→ **Set problem**
Format the records below as a JSON list of strings, one string per line and no blank lines, starting at the line that contains "Exercise. Put one point on each instance of the green" and ending at the last line of the records.

→ **Records from a collection**
^^^^
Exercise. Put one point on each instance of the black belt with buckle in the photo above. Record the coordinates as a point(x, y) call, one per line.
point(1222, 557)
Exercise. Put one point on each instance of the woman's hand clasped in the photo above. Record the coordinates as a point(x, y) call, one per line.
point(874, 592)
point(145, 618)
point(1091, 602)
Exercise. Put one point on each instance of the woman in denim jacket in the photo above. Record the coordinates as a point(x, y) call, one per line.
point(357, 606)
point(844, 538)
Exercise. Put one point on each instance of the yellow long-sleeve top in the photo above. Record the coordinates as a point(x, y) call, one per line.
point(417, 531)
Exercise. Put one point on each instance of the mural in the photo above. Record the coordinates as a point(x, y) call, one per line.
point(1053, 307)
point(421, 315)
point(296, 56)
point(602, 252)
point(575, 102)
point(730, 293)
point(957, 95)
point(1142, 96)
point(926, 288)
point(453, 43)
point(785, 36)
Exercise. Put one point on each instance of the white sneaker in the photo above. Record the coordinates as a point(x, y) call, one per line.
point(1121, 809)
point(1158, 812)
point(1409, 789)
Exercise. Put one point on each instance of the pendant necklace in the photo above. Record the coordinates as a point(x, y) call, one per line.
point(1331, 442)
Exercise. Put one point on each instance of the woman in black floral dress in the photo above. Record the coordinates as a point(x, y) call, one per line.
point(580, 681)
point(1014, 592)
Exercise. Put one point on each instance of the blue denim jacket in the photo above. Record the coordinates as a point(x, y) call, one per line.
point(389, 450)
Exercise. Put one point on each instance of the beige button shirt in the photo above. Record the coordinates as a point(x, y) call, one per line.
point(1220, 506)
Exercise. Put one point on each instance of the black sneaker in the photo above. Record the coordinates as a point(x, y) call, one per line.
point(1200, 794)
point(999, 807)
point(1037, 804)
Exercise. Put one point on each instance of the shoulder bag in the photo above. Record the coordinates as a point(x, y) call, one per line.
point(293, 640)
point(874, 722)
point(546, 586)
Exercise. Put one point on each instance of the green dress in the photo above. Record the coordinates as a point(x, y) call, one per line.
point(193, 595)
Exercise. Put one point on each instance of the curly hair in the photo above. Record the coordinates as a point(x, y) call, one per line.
^^^^
→ **Expected answer**
[
  "Exercise. Put one point on each instance of the green dress in the photo above. Record the coordinates as a point(x, y) call, one per line.",
  "point(193, 595)",
  "Exercise. Put one point on each instance of the curly hair in the photo above. Record the coordinates as a point(x, y) call, one per line."
]